WHAT YOU WILL DO =
A. Echo the forum post word for word from "Things start to" to "was written down?".
B. List every individual composer or musician the forum post mentions by name.

** begin PASSAGE PROVIDED **

And why choose 19th century folk music? Why not 18th or 17th or 16th …? I know that I have discs in my classical collection of Medieval and Renaissance "folk music" performed on what are purported to be original instruments and performed by players purported to be schooled in authentic performance practices of the day. Is this stuff really "classical music" at all? Can one consider the masses of Palestrina, written for purely religious use, as "classical music"?

Things start to get complicated when one truly starts to think about them, which is why I'd rather appreciate "music" and deal less with labels. I've seen it argued on this Forum that "writing down" a tune somehow makes it classical, yet is a Bill Evans tune like "Peace Piece" classical only if written down? Was it "classical" when first improvised, or was it jazz, which one might say is a fancy word for folk music? And is any of that stuff Bach, Beethoven and Mozart used to improvise, some of which apparently got written down eventually and now resides on discs in my "Complete Collection" box sets of the music of these three folks -- is any of that stuff "classical"? I mean, at the time it was improvised, not when it was written down?

Not simple to me at all, anyhow.

So, as far as I'm concerned, I will continue to compare various pieces of music I hear -- mainly comparing them for my own purposes of "like" or "dislike" or to make a judgment such as "the jury is still out". I enjoy comparing different readings of, say, Bruckner's Fourth Symphony (which is one reason I've collected so many of these on disc, vinyl and CD) as much as I do of hearing Jobim's "Girl From Ipanema" performed by various artists, or of hearing cover versions of "pop" music I have found intriguing. (I like "In a Gadda-da-Vida" by Iron Butterfly, and that band has several different recordings of the piece, from the familiar album version to the shortened radio play version to the very different various live concert versions; and much the same goes for any band doing any of their songs -- things seldom stay exactly alike. Nor will it in any two performances of a "classical" piece, even by the same artists!) In the cases of comparing differences in a work (because of performance) by Bruckner or Jobim or Iron Butterfly, one notes there are _essences_ of the music which remain in tact, those very essences that allow for the identification of the piece itself. A tempo change for a Beethoven sonata movement does not destroy the essence of what is essentially the Beethoven sonata movement. Same goes for the playing of Bill Evan's "Peace Piece", or of Jobim's "... Ipanema". In other words, there is much to compare. Not simple, at all.

** end PASSAGE PROVIDED **
** begin DATA LISTING **

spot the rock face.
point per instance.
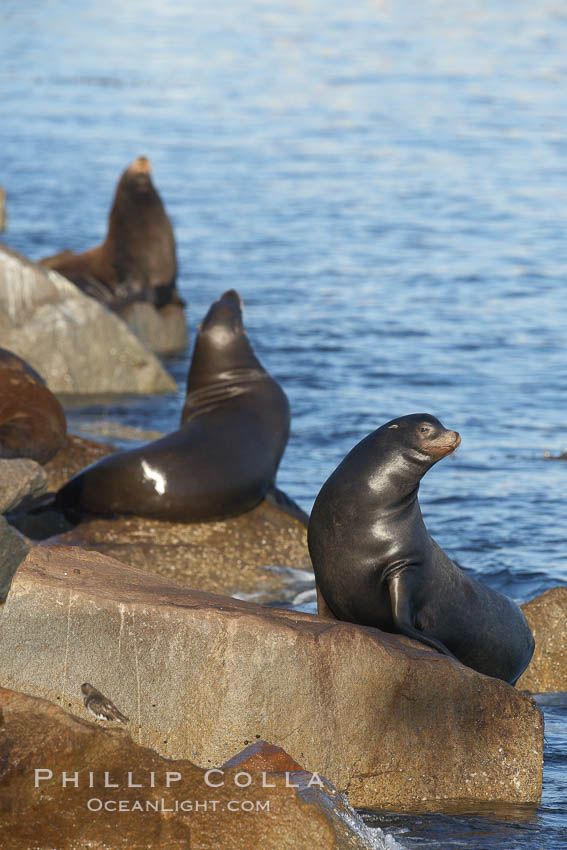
(163, 331)
(547, 618)
(13, 550)
(32, 420)
(75, 343)
(249, 554)
(74, 455)
(37, 735)
(20, 479)
(390, 723)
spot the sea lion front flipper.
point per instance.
(323, 609)
(401, 614)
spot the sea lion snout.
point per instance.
(442, 445)
(141, 165)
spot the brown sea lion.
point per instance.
(223, 459)
(376, 565)
(32, 421)
(137, 259)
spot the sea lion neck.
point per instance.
(394, 480)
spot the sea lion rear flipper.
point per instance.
(401, 614)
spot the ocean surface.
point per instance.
(386, 187)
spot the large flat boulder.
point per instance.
(55, 776)
(389, 722)
(74, 342)
(255, 555)
(547, 618)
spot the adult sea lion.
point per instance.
(375, 563)
(223, 459)
(32, 421)
(137, 259)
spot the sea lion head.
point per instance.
(139, 174)
(222, 345)
(425, 436)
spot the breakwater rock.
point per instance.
(388, 722)
(74, 342)
(258, 554)
(55, 773)
(547, 618)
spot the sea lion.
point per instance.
(32, 421)
(376, 565)
(223, 459)
(137, 259)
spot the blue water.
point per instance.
(386, 186)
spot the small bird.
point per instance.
(99, 705)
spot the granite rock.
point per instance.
(37, 735)
(74, 342)
(20, 479)
(547, 618)
(389, 722)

** end DATA LISTING **

ANSWERS TO THE PROBLEMS =
A.
Things start to get complicated when one truly starts to think about them, which is why I'd rather appreciate "music" and deal less with labels. I've seen it argued on this Forum that "writing down" a tune somehow makes it classical, yet is a Bill Evans tune like "Peace Piece" classical only if written down? Was it "classical" when first improvised, or was it jazz, which one might say is a fancy word for folk music? And is any of that stuff Bach, Beethoven and Mozart used to improvise, some of which apparently got written down eventually and now resides on discs in my "Complete Collection" box sets of the music of these three folks -- is any of that stuff "classical"? I mean, at the time it was improvised, not when it was written down?

B. Palestrina, Bill Evans, Bach, Beethoven, Mozart, Bruckner, Jobim